◆ **Recorded information**:
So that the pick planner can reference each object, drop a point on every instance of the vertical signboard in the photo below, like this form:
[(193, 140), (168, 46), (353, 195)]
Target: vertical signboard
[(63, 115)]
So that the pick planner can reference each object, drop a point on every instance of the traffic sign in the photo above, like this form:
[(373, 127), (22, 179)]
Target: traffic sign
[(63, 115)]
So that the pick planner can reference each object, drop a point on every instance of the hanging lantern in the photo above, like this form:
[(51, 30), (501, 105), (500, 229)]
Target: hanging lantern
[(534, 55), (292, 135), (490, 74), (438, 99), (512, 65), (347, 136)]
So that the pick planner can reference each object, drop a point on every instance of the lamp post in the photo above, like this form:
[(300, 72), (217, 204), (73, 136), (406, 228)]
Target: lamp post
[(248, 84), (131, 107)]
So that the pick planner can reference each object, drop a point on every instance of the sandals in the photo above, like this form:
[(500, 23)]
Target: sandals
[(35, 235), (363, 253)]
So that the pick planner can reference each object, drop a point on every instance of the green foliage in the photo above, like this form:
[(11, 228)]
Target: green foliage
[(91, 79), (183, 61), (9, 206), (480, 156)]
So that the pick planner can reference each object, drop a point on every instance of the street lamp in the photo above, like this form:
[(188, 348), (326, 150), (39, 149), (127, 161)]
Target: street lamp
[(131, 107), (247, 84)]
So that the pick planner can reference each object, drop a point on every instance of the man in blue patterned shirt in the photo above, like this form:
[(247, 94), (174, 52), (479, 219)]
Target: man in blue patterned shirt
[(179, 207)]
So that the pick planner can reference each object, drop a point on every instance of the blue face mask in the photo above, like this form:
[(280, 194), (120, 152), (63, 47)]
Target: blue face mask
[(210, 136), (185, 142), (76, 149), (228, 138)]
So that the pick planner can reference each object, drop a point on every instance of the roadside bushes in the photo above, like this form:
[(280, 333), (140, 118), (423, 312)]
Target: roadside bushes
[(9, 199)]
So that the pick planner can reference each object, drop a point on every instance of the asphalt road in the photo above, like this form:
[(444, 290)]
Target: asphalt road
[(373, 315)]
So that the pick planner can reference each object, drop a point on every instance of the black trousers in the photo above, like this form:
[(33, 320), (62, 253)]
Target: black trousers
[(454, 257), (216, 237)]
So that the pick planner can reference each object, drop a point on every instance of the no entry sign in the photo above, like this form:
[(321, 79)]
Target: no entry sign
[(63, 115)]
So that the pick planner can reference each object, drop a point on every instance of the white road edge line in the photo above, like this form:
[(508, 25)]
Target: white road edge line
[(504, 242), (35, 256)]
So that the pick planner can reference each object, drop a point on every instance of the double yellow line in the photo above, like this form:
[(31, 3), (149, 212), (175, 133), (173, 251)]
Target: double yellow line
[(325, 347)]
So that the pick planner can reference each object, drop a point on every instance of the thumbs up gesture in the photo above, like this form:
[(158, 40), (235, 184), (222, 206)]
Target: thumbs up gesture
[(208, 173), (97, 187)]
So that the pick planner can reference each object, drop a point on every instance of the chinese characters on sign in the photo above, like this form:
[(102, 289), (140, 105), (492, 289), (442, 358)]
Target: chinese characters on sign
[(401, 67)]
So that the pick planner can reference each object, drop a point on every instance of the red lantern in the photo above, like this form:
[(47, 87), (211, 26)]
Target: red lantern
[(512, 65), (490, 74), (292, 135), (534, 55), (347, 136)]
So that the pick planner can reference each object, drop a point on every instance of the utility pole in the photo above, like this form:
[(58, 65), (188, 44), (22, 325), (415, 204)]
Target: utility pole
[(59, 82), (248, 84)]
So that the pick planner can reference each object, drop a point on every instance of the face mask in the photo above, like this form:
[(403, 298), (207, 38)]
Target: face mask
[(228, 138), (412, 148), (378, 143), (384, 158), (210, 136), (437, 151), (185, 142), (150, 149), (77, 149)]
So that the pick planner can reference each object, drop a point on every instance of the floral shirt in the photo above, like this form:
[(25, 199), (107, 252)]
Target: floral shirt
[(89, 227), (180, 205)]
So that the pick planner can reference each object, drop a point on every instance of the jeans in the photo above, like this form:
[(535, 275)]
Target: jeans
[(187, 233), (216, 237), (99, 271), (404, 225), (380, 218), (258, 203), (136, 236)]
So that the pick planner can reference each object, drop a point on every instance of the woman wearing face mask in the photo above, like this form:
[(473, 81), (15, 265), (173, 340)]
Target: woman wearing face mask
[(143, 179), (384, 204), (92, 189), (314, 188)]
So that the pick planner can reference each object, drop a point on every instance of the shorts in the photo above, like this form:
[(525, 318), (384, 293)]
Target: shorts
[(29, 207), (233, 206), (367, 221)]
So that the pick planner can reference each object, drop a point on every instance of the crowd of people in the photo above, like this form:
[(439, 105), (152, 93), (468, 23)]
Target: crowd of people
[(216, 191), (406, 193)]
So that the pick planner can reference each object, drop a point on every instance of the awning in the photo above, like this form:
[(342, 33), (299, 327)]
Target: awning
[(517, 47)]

◆ **What to produce**: Reproduce the stretch from the start of the items through the line containing "[(35, 235), (363, 253)]", swapping "pick planner" for "grasp planner" everywhere and keeping everything else unchanged.

◆ **Final answer**:
So that the grasp planner can reference each object, drop a point on every instance of the vertical signboard in the photo below, like this form:
[(193, 140), (168, 46), (353, 195)]
Target: vertical signboard
[(63, 115)]
So that the grasp planner can reference each object, drop a point on every instance of the traffic sign in the photo above, like this form:
[(373, 127), (22, 179)]
Target: traffic sign
[(63, 115)]
So that the grasp planner can reference each object, drop a point on every instance of the hanging lantern in the photo above, like this form:
[(51, 30), (501, 105), (500, 229)]
Target: hanging lantern
[(534, 55), (292, 135), (490, 74), (438, 99), (512, 65), (347, 136)]
So that the grasp planner can reference each object, drop a point on every instance of the lamp post in the photo above, like this form:
[(300, 72), (217, 204), (73, 136), (406, 228)]
Target: lamp post
[(248, 84), (131, 107)]
So that the grasp planner can reference each object, drop a point on every instance of the sandals in the photo above, like this form:
[(500, 23)]
Target: sandals
[(35, 235), (363, 253)]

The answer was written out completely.